TO DO
1 > List every entity the article on reverse-engineering data models into ontologies names in its screenshot of the OpenMAMA subset.
2 > From the article on turning data models into ontologies, reproduce word for word the passage that opens with "In the CODT" and ends after "Security, and Trade.".
3 > Resume the article on reverse-engineering data models into ontologies, carrying on after its final sentence.
::: DOCUMENT SECTION
Data model reverse-engineered into ontology

Abstract

This article describes a novel approach to transforming Logical Data Models (LDM) rather than database schemas into ontologies. The use cases are for Knowledge Graphs and Operational and Enterprise Ontologies, which benefit from using LDM logical names and subtypes rather than abbreviated database names and foreign keys. I revisit isomorphism and bidirectional metadata sets, which are central to the Configurable Ontology to Data Model Transformation (CODT). Finally, we must reverse engineer associative entities into object properties—not classes—for an optimal ontology.

Background

Model transformations migrate a model into another type of model. Data Architects use the term forward-engineering to transform a higher-level logical model into a physical model and subsequently into a database schema. Reverse engineering refers to the automated conversion of a database schema into a physical model. Semantic Enterprise Information Architecture (SEIA) places the ontology at the apex with derived, forward-engineered models for data and objects. Hence, I use the term reverse-engineered for data models transformed into ontologies. Note that “reverse” doesn’t mean a higher level must be pre-existing. We reverse-engineer databases for which we have no physical model, and we can reverse-engineer data models without having a reference ontology.

While simplified ontology-to-data model mappings have been widely published, no tool has been developed to transform an ontology into a useful data model. Hence, 3,000 users downloaded the Open-Source version of the Financial Industry Business Data Model (FIB-DM), derived with CODT (US patent #12038939) from the industry-standard domain ontology.

Published reverse transformation research and tooling solely address databases – there is no tool or research to reverse-engineer an ontology from PowerDesigner, ERWin, or other data modeling tools.

The first FIB-DM article, “Finance Ontology Transformed into an Enterprise Data Model,” and the CODT Patent state that the transformation technology is bidirectional, but they don’t provide the rationale and details. The second article showed that the “Ontology Class—and Data Model Entity-hierarchy” are the same, and the third states that “Object Properties are Associative Entities.”

This final installment examines the reverse transformation.

Overview – the Trading Model example

In the CODT POC class, “Semantics for extra-large Banks,” students transform first the FIBO and then their proprietary ontology extensions into data models. The course briefly covers the reverse transformation.

The input, our starting point, is a logical model in a data modeling tool. The screenshot shows a subset of the New York Stock Exchange’s OpenMAMA (Middleware Agnostic Messaging API) with entities for Auction, Order Book, Quote, Security, and Trade.
::::::
::: INPUT DATA
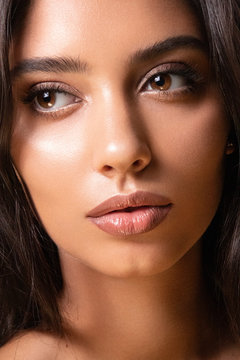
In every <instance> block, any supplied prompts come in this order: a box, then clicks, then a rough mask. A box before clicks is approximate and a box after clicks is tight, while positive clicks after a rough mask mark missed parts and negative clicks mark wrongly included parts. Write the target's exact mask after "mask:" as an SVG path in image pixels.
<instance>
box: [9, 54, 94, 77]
mask: <svg viewBox="0 0 240 360" xmlns="http://www.w3.org/2000/svg"><path fill="white" fill-rule="evenodd" d="M87 70H88V65H87V63H86V62H84V61H81V60H80V59H78V58H76V59H74V58H72V57H60V56H56V57H35V58H32V59H24V60H22V61H21V62H19V63H18V64H17V65H16V66H15V67H14V68H13V69H12V70H11V77H12V79H14V78H17V77H19V76H21V75H23V74H26V73H31V72H36V71H40V72H55V73H63V72H72V73H82V72H86V71H87Z"/></svg>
::::::
TASK ANSWERS
1 > Auction, Order Book, Quote, Security, Trade

2 >
In the CODT POC class, “Semantics for extra-large Banks,” students transform first the FIBO and then their proprietary ontology extensions into data models. The course briefly covers the reverse transformation.

The input, our starting point, is a logical model in a data modeling tool. The screenshot shows a subset of the New York Stock Exchange’s OpenMAMA (Middleware Agnostic Messaging API) with entities for Auction, Order Book, Quote, Security, and Trade.

3 >
CODT Reverse example - Open MDM data model
CODT Reverse example – Open MDM data model in PowerDesigner

Suppose we want to create an OpenMAMA ontology. Rather than typing in classes and properties, we transform the data model into RDF/OWL. The image below shows the classes for Auction, Order Book, Quote, Security, and Trade, reverse-engineered from data model entities, in an ontology editor, TopBrad Composer.

CODT Reverse-Engineered ontology in TopBraid Composer
CODT Reverse-Engineered ontology in TopBraid Composer

Logical data model names are converted into ontology Camel Case notation, and “Order Book” becomes “fib-omds:OrderBook” with a configured ontology Prefix and Namespace. The transformation also harvests the Entity Comment as an ontology annotation property, the SKOS Definition.


The transformation process reverses the ontology to data model transformation. The symbol on the left-hand side of the diagram below is the PowerDesigner icon.

Data Model to Ontology - Extract Transform Load
CODT Data Model to Ontology – Extract Transform Load

We extract data model metadata from the data modeling tool, transform Entity/Relationship metadata into ontology metadata, and load it into the ontology editor or RDF database – ETL:

  • Extract: The Data Architect generates List Reports matching the Data Modeling tool-specific MDS. Power Query populates the Metadata sets, performing basic data cleansing.
  • Transform: The Entity-Relationship Metadata Sets populate from tool-specific metadata sets.
  • Load: The Ontology MDS populates from the Entity-Relationship MDS. Power Queries and formulas break the data set down into triples. We load in triples into the ontology platform using SPARQL CONSTRUCT or bulk insert.

Use Cases

The UML diagram depicts the CODT system with the primary use case to reverse-engineer a data model into an ontology. Like FIB-DM saves the manual work of entering ontology-derived data model objects into the modeling tool, the reverse-engineered ontology provides a starting point for data model-derived classes and properties. The ontologist can focus on the value-added work of revising the design, adding Defined Classes and complex class restrictions beyond the Entity/Relationship model, and hence beyond CODT reverse-engineering.

Ontology reverse-engineering Use Case
Ontology reverse-engineering from data models – Use Cases

The left-hand side shows institution-level applications of the use case. The Enterprise Ontologist reverse engineers data models to accelerate the design of the Enterprise Ontology, and Data Scientists use the ontology to data model mapping, building the knowledge graph.

The right-side use cases are project-level. Data Architects turned ontologists reverse-engineer an RDF/OWL view of departmental or application data models, and engineers use the ontology to build semantic or knowledge applications.

Reverse-engineering into Operational Ontologies

Semantic Applications infer knowledge and gain insight for operational purposes. My 2018 Enterprise Data World presentation, “The US Investment Adviser Act in FIBO,” discussed the example of determining the Securities & Exchange Commission (SEC) filing requirements.

Ad-hoc use cases are Anti-Money Laundering (AML) and Credit Applications. Typically, Relational Database Systems (RDBM) handle data origination and changes, while an RDF store holds the same data in triples. The diagram shows a relational Source, extracting it into RDF staging already on the triple store, and transforming it and loading it into the Target Ontology.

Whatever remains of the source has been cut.